What is being asked
Please locate each line in the records below that contains the word "teeth" and copy those lines. Case counts, so match the capitalization exactly.

Data shown
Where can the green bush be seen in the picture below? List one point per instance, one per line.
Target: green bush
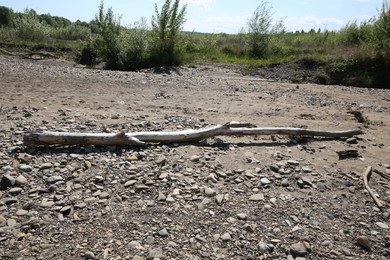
(29, 28)
(166, 28)
(382, 30)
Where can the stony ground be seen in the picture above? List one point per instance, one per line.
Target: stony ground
(266, 197)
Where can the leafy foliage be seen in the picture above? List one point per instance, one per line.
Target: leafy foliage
(5, 16)
(260, 28)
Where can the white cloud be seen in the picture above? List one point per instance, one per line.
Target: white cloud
(205, 4)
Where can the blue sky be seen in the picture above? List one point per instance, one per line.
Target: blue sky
(215, 16)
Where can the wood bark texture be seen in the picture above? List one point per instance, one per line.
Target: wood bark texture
(140, 138)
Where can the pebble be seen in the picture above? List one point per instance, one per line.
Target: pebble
(89, 255)
(242, 216)
(257, 197)
(7, 181)
(293, 162)
(45, 166)
(363, 242)
(155, 253)
(209, 192)
(285, 183)
(382, 225)
(2, 220)
(135, 245)
(265, 181)
(226, 237)
(163, 233)
(219, 198)
(14, 191)
(300, 249)
(21, 180)
(130, 183)
(161, 196)
(306, 169)
(346, 251)
(21, 212)
(54, 179)
(25, 168)
(351, 140)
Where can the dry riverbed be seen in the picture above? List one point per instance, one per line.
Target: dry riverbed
(265, 197)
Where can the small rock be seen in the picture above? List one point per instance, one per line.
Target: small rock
(293, 162)
(321, 187)
(54, 179)
(265, 181)
(242, 216)
(89, 255)
(155, 253)
(257, 197)
(21, 212)
(226, 237)
(163, 233)
(132, 158)
(219, 198)
(382, 225)
(195, 158)
(11, 222)
(285, 183)
(306, 169)
(45, 166)
(14, 191)
(135, 245)
(346, 251)
(21, 180)
(25, 168)
(161, 197)
(209, 192)
(2, 220)
(130, 183)
(363, 242)
(300, 249)
(351, 140)
(87, 164)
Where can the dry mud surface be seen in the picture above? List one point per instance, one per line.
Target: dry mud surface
(265, 197)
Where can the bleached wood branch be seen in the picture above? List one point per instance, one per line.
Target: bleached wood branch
(139, 138)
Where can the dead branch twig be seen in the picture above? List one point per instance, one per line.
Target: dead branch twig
(140, 138)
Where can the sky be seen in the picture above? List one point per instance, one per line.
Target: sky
(216, 16)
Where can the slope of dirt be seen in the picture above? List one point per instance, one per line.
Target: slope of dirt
(223, 198)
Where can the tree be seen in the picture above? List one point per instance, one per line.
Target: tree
(5, 16)
(166, 27)
(108, 32)
(260, 28)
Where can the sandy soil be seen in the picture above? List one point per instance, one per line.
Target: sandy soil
(194, 200)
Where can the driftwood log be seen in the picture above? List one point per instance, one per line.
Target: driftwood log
(140, 138)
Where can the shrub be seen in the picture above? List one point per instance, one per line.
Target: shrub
(382, 30)
(28, 27)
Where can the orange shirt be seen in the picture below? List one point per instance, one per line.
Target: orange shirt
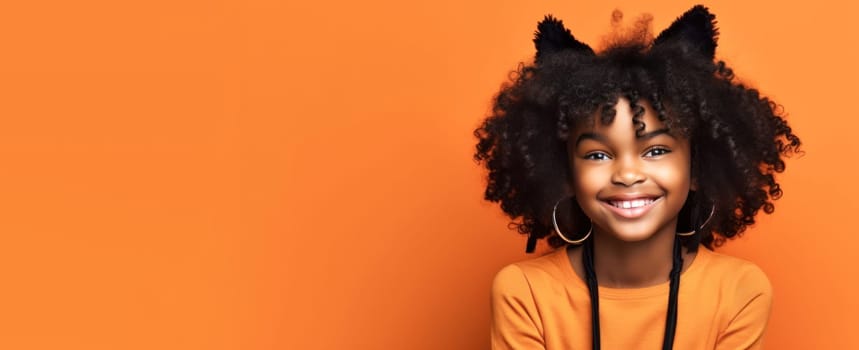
(724, 303)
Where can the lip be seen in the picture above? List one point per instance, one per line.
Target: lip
(631, 213)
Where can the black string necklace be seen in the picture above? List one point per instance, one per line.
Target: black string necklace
(671, 320)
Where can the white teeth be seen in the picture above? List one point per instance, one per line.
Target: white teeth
(631, 204)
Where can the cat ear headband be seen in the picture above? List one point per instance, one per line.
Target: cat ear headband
(694, 32)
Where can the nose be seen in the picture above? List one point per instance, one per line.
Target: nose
(627, 172)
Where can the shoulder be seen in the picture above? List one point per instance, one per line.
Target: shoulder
(741, 275)
(523, 277)
(743, 287)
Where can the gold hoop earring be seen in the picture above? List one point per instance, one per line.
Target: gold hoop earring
(712, 210)
(558, 230)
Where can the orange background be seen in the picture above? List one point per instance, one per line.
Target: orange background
(298, 175)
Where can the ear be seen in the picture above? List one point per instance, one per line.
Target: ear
(551, 36)
(695, 29)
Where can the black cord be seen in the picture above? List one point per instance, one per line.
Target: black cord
(593, 289)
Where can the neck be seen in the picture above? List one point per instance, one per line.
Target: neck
(622, 264)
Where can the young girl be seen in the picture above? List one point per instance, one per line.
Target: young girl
(635, 162)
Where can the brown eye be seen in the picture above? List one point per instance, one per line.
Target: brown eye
(596, 156)
(657, 151)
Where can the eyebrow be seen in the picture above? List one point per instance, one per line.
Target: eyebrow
(601, 138)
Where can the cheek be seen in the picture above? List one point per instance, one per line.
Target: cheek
(587, 181)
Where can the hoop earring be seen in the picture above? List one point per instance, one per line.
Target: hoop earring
(712, 210)
(558, 230)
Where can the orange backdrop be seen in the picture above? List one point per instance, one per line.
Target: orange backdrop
(298, 175)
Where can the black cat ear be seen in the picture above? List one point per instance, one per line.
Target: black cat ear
(551, 36)
(695, 29)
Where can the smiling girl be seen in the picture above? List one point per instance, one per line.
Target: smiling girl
(635, 163)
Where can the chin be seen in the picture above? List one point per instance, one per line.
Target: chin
(632, 234)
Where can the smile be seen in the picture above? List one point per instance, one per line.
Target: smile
(631, 209)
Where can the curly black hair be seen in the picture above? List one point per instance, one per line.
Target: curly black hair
(737, 136)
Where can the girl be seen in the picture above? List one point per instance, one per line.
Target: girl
(635, 162)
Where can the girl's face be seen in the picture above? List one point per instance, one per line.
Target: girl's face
(632, 188)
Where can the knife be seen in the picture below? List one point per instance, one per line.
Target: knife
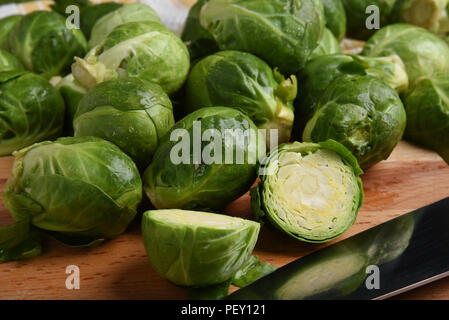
(394, 257)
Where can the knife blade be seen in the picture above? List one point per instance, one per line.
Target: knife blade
(386, 260)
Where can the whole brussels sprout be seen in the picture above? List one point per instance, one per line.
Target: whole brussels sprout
(44, 44)
(335, 15)
(422, 52)
(320, 72)
(6, 26)
(361, 112)
(131, 12)
(146, 50)
(327, 45)
(310, 191)
(242, 81)
(427, 107)
(79, 190)
(131, 113)
(356, 16)
(179, 178)
(282, 32)
(32, 111)
(191, 248)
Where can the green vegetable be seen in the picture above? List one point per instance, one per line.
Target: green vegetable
(320, 72)
(79, 190)
(422, 52)
(197, 249)
(7, 24)
(19, 241)
(361, 112)
(242, 81)
(145, 50)
(32, 110)
(357, 17)
(132, 12)
(427, 107)
(282, 32)
(335, 15)
(44, 44)
(131, 113)
(223, 169)
(327, 45)
(310, 191)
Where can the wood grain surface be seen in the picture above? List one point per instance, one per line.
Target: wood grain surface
(409, 179)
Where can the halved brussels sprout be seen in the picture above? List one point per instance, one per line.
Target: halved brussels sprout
(242, 81)
(320, 72)
(32, 110)
(427, 107)
(335, 15)
(44, 44)
(79, 190)
(132, 12)
(422, 52)
(145, 50)
(361, 112)
(207, 160)
(283, 33)
(327, 45)
(131, 113)
(191, 248)
(311, 191)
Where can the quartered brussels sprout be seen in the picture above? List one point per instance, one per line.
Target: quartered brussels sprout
(335, 15)
(244, 82)
(44, 44)
(79, 190)
(7, 24)
(356, 15)
(207, 160)
(131, 12)
(131, 113)
(311, 191)
(427, 107)
(191, 248)
(327, 45)
(422, 52)
(283, 33)
(361, 112)
(320, 72)
(146, 50)
(32, 110)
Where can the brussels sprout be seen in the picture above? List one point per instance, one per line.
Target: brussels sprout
(310, 191)
(6, 26)
(283, 33)
(356, 16)
(327, 45)
(422, 52)
(241, 80)
(192, 248)
(131, 113)
(79, 190)
(44, 44)
(89, 15)
(203, 179)
(131, 12)
(320, 72)
(335, 15)
(32, 111)
(361, 112)
(427, 107)
(146, 50)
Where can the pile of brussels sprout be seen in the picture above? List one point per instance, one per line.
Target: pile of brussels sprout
(90, 116)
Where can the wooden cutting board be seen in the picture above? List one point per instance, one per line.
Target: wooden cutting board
(409, 179)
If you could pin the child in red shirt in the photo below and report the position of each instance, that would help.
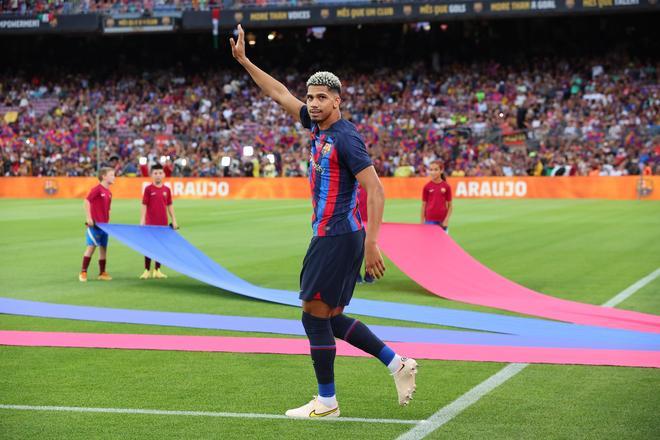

Solution below
Where can the white teeth be seen in the picture above? List one point per instance, one per line.
Target: white teeth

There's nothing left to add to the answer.